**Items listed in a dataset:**
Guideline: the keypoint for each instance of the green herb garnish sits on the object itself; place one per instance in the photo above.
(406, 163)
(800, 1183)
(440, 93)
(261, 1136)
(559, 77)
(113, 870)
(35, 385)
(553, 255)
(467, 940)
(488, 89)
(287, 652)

**What you need to do:** Every line above must appear again in your reply, exactly as written.

**Task solution:**
Guideline: the keypoint for each instance of the green herb garnish sits on the object itself; place one per instance in the photo above.
(406, 163)
(800, 1183)
(440, 93)
(261, 1136)
(559, 77)
(113, 870)
(35, 385)
(553, 255)
(467, 940)
(488, 89)
(287, 652)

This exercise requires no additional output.